=== TASK DESCRIPTION ===
Quote every line of the data below word for word, leaving nothing out and changing nothing.

=== DATA SUPPLIED ===
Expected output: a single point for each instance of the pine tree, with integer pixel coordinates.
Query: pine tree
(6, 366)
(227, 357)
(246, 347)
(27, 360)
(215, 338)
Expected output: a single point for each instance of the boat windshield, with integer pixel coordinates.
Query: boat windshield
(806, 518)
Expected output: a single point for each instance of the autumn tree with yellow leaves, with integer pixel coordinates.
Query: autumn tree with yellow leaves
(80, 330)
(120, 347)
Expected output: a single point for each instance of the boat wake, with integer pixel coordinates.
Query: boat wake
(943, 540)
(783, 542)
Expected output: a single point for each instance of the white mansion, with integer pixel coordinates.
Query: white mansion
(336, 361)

=== FULL ANSWER ===
Expected output: a single point for each instance of the pine tree, with integer pixel coordinates.
Query: pine tree
(6, 366)
(227, 357)
(246, 347)
(27, 360)
(215, 338)
Expected output: a single point for each instance of the boat windshield, with integer pixel coordinates.
Query: boat windshield
(806, 518)
Expected output: a single point for each instance of the autumn tree with yellow leaves, with integer pixel coordinates.
Query: autumn tree with yellow leaves
(80, 330)
(120, 347)
Expected output: a single point for each instance of the boat wake, with integer pixel coordinates.
Query: boat wake
(943, 540)
(783, 542)
Expected output: a single point for each instance of the white mansion, with integer pixel coordinates.
Query: white mansion
(336, 361)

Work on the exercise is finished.